ABOUT THIS TASK
The records below are to be output exactly, except for their pictures.

Stored data
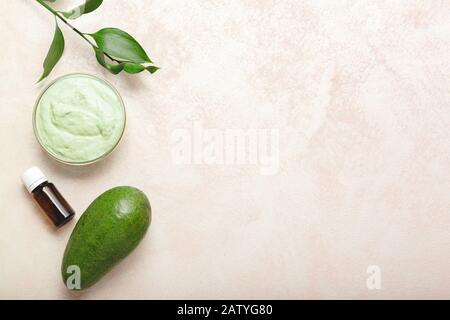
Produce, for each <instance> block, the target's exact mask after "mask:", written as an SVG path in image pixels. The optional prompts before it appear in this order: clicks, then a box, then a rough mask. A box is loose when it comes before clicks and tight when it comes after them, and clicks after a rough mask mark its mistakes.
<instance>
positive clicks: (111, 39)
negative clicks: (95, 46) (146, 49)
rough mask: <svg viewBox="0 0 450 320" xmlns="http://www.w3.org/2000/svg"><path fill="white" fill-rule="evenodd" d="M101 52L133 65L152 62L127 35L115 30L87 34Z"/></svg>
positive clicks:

ANSWER BOX
Produce, for each <instance> block, the target's exact mask after "mask:", written as an SVG path in image pixels. The optional prompts before it appear in this order: clicks, then a box, then a rough mask. A box is loose when it comes before clicks and tight when it comes after them, and clicks after a rough mask mark its mistakes.
<instance>
positive clicks: (111, 39)
negative clicks: (95, 46) (146, 49)
rough mask: <svg viewBox="0 0 450 320" xmlns="http://www.w3.org/2000/svg"><path fill="white" fill-rule="evenodd" d="M101 52L133 65L152 62L127 35L115 30L87 34Z"/></svg>
positive clicks:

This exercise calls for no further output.